• **TEXT UNDER STUDY**
2 min read.Updated: 23 Oct 2020, 05:52 PM ISTLeroy Leo
The vaccine maker to enrol 26,000 subjects for phase 3 trial starting mid-November. The trial will be conducted across 25-30 sites in the country and the process of getting ethics committee approvals of individual sites is on
NEW DELHI: Bharat Biotech International Ltd plans to launch its covid-19 vaccine--Covaxin--by June next year, unless the government decides to give the vaccine an emergency use authorisation before that, based on data from earlier phases of clinical trials, executive director Sai Prasad told Mint.
"If the government intends, they could proceed by giving us emergency use authorization, say, by reviewing the phase 2 data. They (the government) may say we need it now because it is quite important and we (Bharat Biotech) have good animal testing and phase 1 and 2 data," Prasad said, adding that in China and Russia, emergency use authorisations have been led by the government.

• **YOUR TASKS**
1) Answer these questions from the Covaxin report:
(a) How many subjects will the vaccine maker enroll for the phase 3 trial?
(b) By when does Bharat Biotech plan to launch Covaxin?
(c) In which two countries does Prasad say emergency use authorizations have been led by the government?
2) Proceed with the Covaxin report, writing on from its last paragraph.

• **Referring expression pointing data**
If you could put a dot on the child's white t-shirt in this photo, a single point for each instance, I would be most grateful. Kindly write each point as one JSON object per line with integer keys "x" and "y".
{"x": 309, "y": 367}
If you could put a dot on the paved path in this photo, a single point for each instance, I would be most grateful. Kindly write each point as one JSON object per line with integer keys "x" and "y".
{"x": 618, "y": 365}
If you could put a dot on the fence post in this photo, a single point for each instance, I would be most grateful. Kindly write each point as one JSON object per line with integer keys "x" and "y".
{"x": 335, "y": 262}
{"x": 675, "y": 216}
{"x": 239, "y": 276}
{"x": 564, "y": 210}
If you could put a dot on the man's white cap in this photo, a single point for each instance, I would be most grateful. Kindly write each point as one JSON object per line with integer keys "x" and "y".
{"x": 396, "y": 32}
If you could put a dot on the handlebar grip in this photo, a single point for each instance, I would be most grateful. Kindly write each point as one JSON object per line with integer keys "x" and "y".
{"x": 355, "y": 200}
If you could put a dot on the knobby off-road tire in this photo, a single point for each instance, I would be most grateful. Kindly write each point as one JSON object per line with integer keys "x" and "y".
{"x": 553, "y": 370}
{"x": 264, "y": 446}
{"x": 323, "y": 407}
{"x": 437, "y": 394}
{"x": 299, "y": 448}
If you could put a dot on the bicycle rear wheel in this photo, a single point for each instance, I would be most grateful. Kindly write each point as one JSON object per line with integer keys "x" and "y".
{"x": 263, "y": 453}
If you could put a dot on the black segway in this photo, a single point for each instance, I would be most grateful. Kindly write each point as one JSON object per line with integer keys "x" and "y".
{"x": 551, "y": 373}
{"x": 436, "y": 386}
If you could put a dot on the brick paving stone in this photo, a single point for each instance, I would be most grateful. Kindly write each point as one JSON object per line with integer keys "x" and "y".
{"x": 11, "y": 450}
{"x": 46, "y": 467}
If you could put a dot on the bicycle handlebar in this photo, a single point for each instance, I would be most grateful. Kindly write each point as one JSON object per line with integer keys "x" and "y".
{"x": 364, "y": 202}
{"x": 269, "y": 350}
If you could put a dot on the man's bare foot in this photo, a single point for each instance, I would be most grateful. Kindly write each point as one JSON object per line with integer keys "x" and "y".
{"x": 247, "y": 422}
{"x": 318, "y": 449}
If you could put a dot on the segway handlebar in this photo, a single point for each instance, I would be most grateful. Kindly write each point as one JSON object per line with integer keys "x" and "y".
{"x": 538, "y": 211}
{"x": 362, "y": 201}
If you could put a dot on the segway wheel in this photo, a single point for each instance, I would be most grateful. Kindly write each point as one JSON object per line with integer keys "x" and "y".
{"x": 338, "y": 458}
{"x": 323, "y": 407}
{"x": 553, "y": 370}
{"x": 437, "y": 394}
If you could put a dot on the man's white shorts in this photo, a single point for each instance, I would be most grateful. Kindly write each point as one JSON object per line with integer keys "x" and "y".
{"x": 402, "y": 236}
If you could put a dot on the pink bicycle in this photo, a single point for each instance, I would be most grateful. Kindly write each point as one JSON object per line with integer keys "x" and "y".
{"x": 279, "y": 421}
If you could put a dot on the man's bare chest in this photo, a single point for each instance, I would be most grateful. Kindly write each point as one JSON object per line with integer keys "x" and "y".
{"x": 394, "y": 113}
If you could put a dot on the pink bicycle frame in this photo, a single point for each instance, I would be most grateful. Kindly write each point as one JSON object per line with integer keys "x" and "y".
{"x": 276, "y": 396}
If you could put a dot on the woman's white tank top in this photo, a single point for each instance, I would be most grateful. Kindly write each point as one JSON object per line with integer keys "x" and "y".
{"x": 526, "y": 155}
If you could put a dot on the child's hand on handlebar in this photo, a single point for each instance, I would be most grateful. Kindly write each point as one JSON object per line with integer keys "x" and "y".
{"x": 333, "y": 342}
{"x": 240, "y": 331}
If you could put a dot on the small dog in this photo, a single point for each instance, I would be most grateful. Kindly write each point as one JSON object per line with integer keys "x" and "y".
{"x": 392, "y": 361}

• **SOLVED PROBLEMS**
1)
(a) 26,000 subjects.
(b) By June next year.
(c) China and Russia.

2)
The company plans to start enrolling up to 26,000 participants of age 18 years and above in its phase 3 trials from the middle of next month. The trial will be conducted across 25-30 sites in the country, and the process of getting ethics committee approvals of individual sites is on, he said.
The primary end-point of the late-stage trial, used to determine the efficacy of a vaccine, will be to see if the two-dose shot can prevent a patient from developing symptoms of covid-19.
The subject expert committee (SEC) of the Central Drugs Standards Control Organisation earlier this week gave approval for the phase 3 trials.
While the phase 2 data of the trials are not publicly available, the company received an approval from the SEC on Tuesday based on data from Phase I and II along with animal challenge data.
Prasad, however, declined to give pricing details for the vaccine, saying that discussions are underway and depend on a variety of factors, like the cost of production, investments, and also the quantity of doses required.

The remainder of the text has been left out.